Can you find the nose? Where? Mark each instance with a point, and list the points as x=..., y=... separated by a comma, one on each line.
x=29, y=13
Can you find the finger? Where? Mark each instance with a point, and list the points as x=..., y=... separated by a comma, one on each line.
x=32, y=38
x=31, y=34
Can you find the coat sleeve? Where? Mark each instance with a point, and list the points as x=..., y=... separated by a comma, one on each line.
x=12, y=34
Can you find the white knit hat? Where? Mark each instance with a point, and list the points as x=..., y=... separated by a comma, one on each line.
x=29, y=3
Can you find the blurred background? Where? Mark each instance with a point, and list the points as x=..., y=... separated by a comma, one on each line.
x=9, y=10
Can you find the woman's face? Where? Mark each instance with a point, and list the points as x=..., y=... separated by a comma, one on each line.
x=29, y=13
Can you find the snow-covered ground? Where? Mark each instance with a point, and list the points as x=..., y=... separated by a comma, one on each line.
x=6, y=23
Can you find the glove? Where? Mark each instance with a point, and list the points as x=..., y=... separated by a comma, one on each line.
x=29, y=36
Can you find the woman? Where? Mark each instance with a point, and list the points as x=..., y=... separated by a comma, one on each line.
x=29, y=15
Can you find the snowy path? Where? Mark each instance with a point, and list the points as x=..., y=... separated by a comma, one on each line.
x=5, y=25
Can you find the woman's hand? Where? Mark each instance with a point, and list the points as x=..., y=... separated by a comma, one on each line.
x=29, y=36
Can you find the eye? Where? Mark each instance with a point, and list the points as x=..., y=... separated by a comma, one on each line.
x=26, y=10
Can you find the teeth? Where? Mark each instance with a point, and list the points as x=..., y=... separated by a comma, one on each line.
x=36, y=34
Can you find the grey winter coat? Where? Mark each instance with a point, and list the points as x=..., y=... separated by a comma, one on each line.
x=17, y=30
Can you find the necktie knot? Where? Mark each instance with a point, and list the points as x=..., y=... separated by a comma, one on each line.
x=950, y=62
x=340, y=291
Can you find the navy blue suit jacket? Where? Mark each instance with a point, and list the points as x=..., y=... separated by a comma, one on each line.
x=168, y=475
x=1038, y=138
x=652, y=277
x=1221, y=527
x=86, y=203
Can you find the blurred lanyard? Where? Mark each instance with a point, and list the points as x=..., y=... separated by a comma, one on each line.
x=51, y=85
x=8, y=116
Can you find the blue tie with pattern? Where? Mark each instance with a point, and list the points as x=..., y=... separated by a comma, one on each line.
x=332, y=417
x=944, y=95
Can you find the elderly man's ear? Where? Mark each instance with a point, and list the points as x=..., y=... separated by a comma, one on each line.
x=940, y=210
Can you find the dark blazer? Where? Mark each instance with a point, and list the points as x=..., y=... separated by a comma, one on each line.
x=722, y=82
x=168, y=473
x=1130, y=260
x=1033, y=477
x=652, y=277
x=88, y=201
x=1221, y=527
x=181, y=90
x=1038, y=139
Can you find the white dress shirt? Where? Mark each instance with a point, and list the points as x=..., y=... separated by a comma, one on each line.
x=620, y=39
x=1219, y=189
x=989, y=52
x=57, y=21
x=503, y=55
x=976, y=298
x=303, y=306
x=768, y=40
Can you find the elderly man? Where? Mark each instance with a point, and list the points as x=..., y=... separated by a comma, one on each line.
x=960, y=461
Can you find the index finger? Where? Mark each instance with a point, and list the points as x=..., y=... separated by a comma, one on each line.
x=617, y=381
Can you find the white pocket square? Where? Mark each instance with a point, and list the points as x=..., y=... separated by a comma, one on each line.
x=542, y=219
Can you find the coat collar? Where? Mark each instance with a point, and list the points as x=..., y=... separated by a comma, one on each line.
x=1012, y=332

What the exercise asks → Substitute "occurrence" for "instance" wherever it appears in the records above, and give all the records again with nothing else changed.

Answer to this problem →
Can you find the nose? Where? Mark each occurrence with a point, and list the points as x=..., y=... separated by a comma, one on each line.
x=29, y=13
Can you find the finger? Where? Mark each occurrence with a point, and list the points as x=..., y=... separated by a comma, one on each line.
x=32, y=38
x=31, y=34
Can you find the coat sleeve? Where? Mark each occurrence with a point, and list the points as x=..., y=... separated by a comma, one on each line.
x=12, y=34
Can you find the white knit hat? Where? Mark each occurrence with a point, and list the points as x=..., y=... separated by a comma, one on each line.
x=29, y=3
Can you find the blurred background? Where? Mark each occurrence with a point, and list the points as x=..., y=... separated by a comma, one on each line.
x=9, y=10
Can you find the woman's face? Where? Mark each occurrence with a point, and list the points as x=..., y=... separated by a comma, one on each line.
x=29, y=13
Can you find the snow-covered ground? Where? Mark each occurrence with a point, and list the points as x=..., y=... separated by a comma, one on each line.
x=6, y=23
Can you find the glove? Where? Mark each occurrence with a point, and list the points as x=..., y=... separated by a comma, one on each line.
x=29, y=36
Can you find the woman? Where? Mark each occurrence with a point, and list the points as x=..., y=... separated by a comma, one on each line.
x=29, y=15
Can you find the snowy path? Where? Mark each occurrence with a point, and list the points as x=..., y=... separated by a comma, one on each line.
x=5, y=25
Can you find the woman's hand? Where? Mark each occurrence with a point, and list the points as x=..., y=... separated by a comma, one on each line.
x=29, y=36
Can you find the eye? Where? Mark each occurrence with a point, and list the points as x=..., y=... separated by a comma, one on each line.
x=26, y=10
Can you find the teeth? Where? Mark each occurrence with a point, and list the points as x=..., y=... separated by a comma, one on each line.
x=36, y=34
Can you find the grey winter coat? Where? Mark each occurrence with a point, and list the points as x=..., y=... separated by a comma, one on each line.
x=17, y=30
Can you find the necktie knot? Where? Mark each occurrence with a point, and list the points as x=..., y=... separated by a comma, one on each line.
x=950, y=62
x=340, y=291
Can you find the navy blue suit jacket? Where? Mark each occurrence with a point, and list the points as x=..., y=... separated by a comma, one on each line.
x=168, y=475
x=1038, y=138
x=652, y=277
x=1221, y=527
x=86, y=203
Can you find the blurred lanyard? Where? Mark each occurrence with a point, and list the points as x=..., y=... separated by a comma, one on each line.
x=51, y=85
x=8, y=116
Can you find the blue tie with pattern? Where? Mark each occurrence with a point, and list the points as x=..., y=... separated by a comma, one on each line.
x=332, y=417
x=944, y=95
Can you find the elderly man's ear? Where? Mark each occurrence with a point, and list the points as x=..., y=... separated by a comma, one on each line.
x=940, y=210
Can you find the dark blazer? Where? Mark each occurrence with a point, and list the points as x=..., y=... separated by a comma, one on each line.
x=722, y=82
x=168, y=473
x=1130, y=260
x=1033, y=477
x=652, y=277
x=88, y=201
x=1221, y=527
x=181, y=90
x=1038, y=139
Can you find the white dress shirt? Where? Mark each occurrence with a point, and list the points as x=..., y=... separated by a comma, one on each line.
x=620, y=39
x=1219, y=189
x=989, y=52
x=57, y=21
x=503, y=55
x=976, y=298
x=303, y=306
x=768, y=40
Can you find the elderly man? Where? Mark each occurrence with a point, and list the points as x=..., y=... separated by a comma, one on each line.
x=960, y=461
Can you find the index finger? Where? Mark each occurrence with a point, and list the points as x=..., y=... separated by a comma, one on each line.
x=617, y=381
Can you find the white pocket square? Where? Mark each occurrence with a point, and list the points as x=..., y=... separated by a comma, one on each line.
x=542, y=219
Can you find the coat collar? Where? Mark each occurrence with a point, and list the points as x=..., y=... separated by a comma, one on each line.
x=1012, y=332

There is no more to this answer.